Transferred value. Most commodities do not sell at their values; otherwise highly demanded commodities like oil would not be produced, since their almost labor-less production would not generate enough surplus value directly. Consequently, some value from branches of production which require less investment in machinery and plant (e.g., textiles) must be transferred through market competition into the branches like the oil industry which require much more investment in technology. This means that oil is a commodity that is the object of the collective interest of capitalists around the planet. Any attempt to run such an industry in a way that would be detrimental to the general capitalist interest will face opposition from a vast assembly of individual capitalists around the world. (As Kissinger said in the early 1970s: “Oil is too important to leave it to the Arabs.”) Thus oil companies are closely monitored (and regulated) by capitalist governments domestically and internationally. It is not only the US oil companies that are vitally interested in the fate of the oil reserves of Iraq; there are behind them many other kinds of corporations in the US, Europe and Japan whose profits will depend upon that fate as well.
Indeed, there is such a collective (almost communal) capitalist concern for industries that (a) produce commodities with high levels of machinery and little direct labor and that (b) are important to the production of commodities, they can easily be the object of political and military action by a capitalist class domestically and internationally. Sometimes this action can be legislative. For example, Rockefeller’s oil operations were the initial target of the “anti-trust” movement in the late 19th and early 20th century US. But sometimes this action can be violent and prompt wars—as can be seen from the British attack on Ottoman Iraq in WWI to the 2003 US/UK invasion of Saddam’s Iraq.
Rent. Rent is one of the categories of political economy that is clearly relevant to the oil industry. There is a rent that goes to the owners of the oil fields due to the fact that not all underground oil is the same. Some is “sweet” (i.e., it has a low sulphur content), some is not; some is deep, some is not; some is on land, some is not; some requires a lot of technology to find, some does not. Clearly, if the price of oil is roughly the same throughout the world, then the owner of the territory where the oil has positive characteristics can charge rent (and expect to be paid it). Indeed, there is probably some “Absolute Rent” in the rental costs of oil that is paid simply as tribute to the regime of private property even when a company is producing in the worst oil areas. All this rental value comes from the transferred value from the rest of the capitalist system. Again, there is a collective capitalist interest in its part of the cost of oil.
_ _ _ _ _
- **Requests**:
A) Can you repeat the passage on oil word for word, starting at "Indeed, there is such" and ending at "of Saddam’s Iraq."?
B) Does each statement agree with the passage on oil? Answer yes or no for each, quoting the words of the passage that decide it: (i) Rockefeller's oil operations were the first target of the anti-trust movement in the US; (ii) "sweet" oil has a high sulphur content; (iii) textiles are given as an example of a branch that requires more investment in machinery and plant than the oil industry.

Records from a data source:
_ _ _ _ _
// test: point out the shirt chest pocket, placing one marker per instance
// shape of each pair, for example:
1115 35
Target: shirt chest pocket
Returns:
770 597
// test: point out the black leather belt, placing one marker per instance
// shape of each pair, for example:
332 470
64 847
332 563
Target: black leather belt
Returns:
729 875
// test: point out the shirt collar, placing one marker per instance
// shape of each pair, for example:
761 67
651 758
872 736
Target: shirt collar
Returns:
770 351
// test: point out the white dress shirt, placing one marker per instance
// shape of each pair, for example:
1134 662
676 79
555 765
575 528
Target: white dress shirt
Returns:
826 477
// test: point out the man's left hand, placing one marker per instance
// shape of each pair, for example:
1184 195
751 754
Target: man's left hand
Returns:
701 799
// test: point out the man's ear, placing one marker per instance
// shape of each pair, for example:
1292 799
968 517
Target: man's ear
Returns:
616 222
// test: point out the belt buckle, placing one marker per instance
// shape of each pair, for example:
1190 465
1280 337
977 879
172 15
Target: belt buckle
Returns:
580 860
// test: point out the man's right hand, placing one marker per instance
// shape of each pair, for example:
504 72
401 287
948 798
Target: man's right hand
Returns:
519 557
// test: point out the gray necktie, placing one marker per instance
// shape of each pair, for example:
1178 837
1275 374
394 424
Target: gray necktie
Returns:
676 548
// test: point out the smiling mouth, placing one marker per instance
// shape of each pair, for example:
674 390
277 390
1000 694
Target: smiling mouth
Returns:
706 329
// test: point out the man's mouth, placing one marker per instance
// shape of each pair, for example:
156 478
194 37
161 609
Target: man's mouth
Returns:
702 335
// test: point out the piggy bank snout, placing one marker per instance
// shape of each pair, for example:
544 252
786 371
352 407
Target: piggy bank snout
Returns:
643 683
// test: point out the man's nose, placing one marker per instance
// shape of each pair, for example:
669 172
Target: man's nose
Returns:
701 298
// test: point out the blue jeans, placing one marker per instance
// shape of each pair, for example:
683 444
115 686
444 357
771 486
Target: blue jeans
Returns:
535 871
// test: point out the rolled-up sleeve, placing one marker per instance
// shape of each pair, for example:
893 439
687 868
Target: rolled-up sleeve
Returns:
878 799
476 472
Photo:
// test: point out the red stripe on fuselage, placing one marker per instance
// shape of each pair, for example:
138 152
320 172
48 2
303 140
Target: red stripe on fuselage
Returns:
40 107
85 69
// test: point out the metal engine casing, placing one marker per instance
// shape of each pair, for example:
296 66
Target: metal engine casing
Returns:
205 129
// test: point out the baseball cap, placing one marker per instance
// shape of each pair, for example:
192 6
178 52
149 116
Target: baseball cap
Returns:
_ _ _ _ _
- **Written responses**:
A)
Indeed, there is such a collective (almost communal) capitalist concern for industries that (a) produce commodities with high levels of machinery and little direct labor and that (b) are important to the production of commodities, they can easily be the object of political and military action by a capitalist class domestically and internationally. Sometimes this action can be legislative. For example, Rockefeller’s oil operations were the initial target of the “anti-trust” movement in the late 19th and early 20th century US. But sometimes this action can be violent and prompt wars—as can be seen from the British attack on Ottoman Iraq in WWI to the 2003 US/UK invasion of Saddam’s Iraq.

B)
(i) Yes: "Rockefeller’s oil operations were the initial target of the “anti-trust” movement in the late 19th and early 20th century US."
(ii) No: "Some is “sweet” (i.e., it has a low sulphur content), some is not"
(iii) No: "some value from branches of production which require less investment in machinery and plant (e.g., textiles) must be transferred through market competition into the branches like the oil industry which require much more investment in technology."